KUTIPAN HALAMAN:
>>>>>

Pembahasan ini cukup panjang. Berkelindan dengan produk-produk kebijakan yang sarat kepentingan di mana masyarakat adat menjadi bagian dari negara. Guru di sini akan mendekatkan semua materi belajar sejak literasi dasar (calistung) kepada kontekstual masyarakat adat. Hal-hal yang terkait dengan kepentingan komunitas dalam memecahkan persoalan kehidupan mereka, juga didiskusikan dan para guru terlibat dalam diskusi-diskusi pemecahan masalah. Bahkan membantu memfasilitasi berhadapan dengan pihak-pihak kepentingan lain, penentu dan pelaku kebijakan. Berangkat dari komunitas itu sendiri, bukan guru. 

Terkait dengan kekhasan keberlangsungan masyarakat adat, saya baru mengetahui UU Desa memberi keleluasan sebuah desa/desa adat/nama lainnya untuk tidak bisa lagi diintervensi oleh kekuatan-kekuatan perusak dari luar, termasuk oleh struktur di atasnya. Termasuk penetapan untuk menjadi desa adat, dan hak untuk mengelola dengan kewenangan berdasarkan hak asal-usul. Berangkat dari asas  Lex Specialis (Hukum yang bersifat khusus) yang dimiliki UU Desa. Artinya, semua ketentuan peraturan perundang-undangan yang berkaitan secara langsung dengan Desa wajib mendasarkan dan menyesuaikan pengaturannya dengan ketentuan Undang-Undang ini. Lex specialis derogat lex generalis. Hukum yang bersifat khusus (lex specialis) mengesampingkan hukum yang bersifat umum (lex generalis).

<<<<<

DATA MENTAH:
>>>>>

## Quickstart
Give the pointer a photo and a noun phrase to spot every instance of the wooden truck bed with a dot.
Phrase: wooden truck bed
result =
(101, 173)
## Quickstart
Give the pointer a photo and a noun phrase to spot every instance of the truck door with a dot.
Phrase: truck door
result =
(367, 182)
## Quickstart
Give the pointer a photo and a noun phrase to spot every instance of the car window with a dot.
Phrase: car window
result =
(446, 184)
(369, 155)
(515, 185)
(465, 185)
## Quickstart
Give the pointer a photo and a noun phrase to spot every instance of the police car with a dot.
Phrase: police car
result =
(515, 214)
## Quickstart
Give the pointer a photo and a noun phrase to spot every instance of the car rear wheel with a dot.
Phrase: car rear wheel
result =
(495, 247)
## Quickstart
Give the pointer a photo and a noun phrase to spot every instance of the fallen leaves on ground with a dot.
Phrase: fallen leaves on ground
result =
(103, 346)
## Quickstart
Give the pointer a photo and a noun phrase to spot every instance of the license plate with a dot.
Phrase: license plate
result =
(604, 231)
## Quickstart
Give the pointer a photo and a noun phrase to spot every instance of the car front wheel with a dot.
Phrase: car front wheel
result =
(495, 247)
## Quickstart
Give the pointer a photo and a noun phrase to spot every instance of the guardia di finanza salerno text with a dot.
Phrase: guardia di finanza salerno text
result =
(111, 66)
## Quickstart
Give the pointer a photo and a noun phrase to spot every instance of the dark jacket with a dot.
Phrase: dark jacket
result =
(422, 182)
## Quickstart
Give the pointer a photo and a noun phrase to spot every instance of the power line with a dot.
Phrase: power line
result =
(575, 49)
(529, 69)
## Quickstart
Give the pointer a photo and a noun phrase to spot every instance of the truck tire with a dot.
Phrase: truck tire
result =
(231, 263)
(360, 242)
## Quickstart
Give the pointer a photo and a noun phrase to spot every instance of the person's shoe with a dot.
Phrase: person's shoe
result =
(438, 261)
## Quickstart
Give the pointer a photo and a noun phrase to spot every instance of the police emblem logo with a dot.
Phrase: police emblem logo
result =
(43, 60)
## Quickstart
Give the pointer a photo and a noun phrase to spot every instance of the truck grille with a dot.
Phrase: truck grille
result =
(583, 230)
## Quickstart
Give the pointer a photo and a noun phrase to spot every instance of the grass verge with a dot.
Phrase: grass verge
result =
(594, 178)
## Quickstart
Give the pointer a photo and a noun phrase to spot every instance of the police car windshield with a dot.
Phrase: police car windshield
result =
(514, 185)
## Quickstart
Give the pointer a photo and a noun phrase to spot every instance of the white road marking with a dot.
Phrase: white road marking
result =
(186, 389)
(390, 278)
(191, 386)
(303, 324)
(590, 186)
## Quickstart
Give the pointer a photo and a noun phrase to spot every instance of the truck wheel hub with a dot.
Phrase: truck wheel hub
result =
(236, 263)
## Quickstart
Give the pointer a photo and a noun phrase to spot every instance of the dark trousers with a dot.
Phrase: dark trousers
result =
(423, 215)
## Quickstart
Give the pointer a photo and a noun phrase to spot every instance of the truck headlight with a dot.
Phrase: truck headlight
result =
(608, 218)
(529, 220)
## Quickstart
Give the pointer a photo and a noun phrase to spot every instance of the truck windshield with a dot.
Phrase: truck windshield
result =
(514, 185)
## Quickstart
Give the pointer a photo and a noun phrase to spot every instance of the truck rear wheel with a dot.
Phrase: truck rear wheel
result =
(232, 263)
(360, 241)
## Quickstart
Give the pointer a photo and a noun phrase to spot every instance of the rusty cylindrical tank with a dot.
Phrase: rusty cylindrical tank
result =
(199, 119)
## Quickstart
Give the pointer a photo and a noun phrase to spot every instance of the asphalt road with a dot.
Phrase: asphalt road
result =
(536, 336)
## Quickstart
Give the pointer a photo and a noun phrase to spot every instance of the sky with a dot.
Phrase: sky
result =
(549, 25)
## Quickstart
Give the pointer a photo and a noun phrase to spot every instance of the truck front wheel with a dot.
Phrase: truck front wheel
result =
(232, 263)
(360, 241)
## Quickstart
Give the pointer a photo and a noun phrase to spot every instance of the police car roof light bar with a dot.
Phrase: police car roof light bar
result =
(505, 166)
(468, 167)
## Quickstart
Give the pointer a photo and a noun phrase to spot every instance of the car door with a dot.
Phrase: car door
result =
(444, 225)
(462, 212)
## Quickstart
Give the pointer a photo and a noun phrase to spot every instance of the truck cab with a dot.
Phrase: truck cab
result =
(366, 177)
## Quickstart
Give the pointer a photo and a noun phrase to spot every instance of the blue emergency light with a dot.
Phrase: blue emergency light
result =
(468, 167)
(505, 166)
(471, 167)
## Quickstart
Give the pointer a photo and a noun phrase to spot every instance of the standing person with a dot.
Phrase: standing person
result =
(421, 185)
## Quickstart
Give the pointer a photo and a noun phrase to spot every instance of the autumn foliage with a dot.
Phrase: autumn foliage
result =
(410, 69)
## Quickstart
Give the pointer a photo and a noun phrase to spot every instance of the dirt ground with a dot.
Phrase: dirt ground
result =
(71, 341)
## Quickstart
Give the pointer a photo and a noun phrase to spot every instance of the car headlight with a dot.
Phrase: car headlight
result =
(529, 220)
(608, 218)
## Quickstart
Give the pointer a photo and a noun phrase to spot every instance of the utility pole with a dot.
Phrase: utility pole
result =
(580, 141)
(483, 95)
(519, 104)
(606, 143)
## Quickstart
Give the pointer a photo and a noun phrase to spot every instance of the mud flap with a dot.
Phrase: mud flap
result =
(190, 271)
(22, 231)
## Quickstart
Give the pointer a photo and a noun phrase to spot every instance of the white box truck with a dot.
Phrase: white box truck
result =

<<<<<

TUGAS ANDA:
A – Silakan cetak bagian kutipan halaman yang dimulai dengan "Pembahasan ini cukup" dan berlanjut sampai "sendiri, bukan guru.", sama persis dengan aslinya.
B – Apa arti istilah Lex Specialis menurut kutipan halaman?
Catatan di atas tidak digunakan untuk tugas ini.

DAFTAR JAWABAN:
A –
Pembahasan ini cukup panjang. Berkelindan dengan produk-produk kebijakan yang sarat kepentingan di mana masyarakat adat menjadi bagian dari negara. Guru di sini akan mendekatkan semua materi belajar sejak literasi dasar (calistung) kepada kontekstual masyarakat adat. Hal-hal yang terkait dengan kepentingan komunitas dalam memecahkan persoalan kehidupan mereka, juga didiskusikan dan para guru terlibat dalam diskusi-diskusi pemecahan masalah. Bahkan membantu memfasilitasi berhadapan dengan pihak-pihak kepentingan lain, penentu dan pelaku kebijakan. Berangkat dari komunitas itu sendiri, bukan guru.

B – Hukum yang bersifat khusus.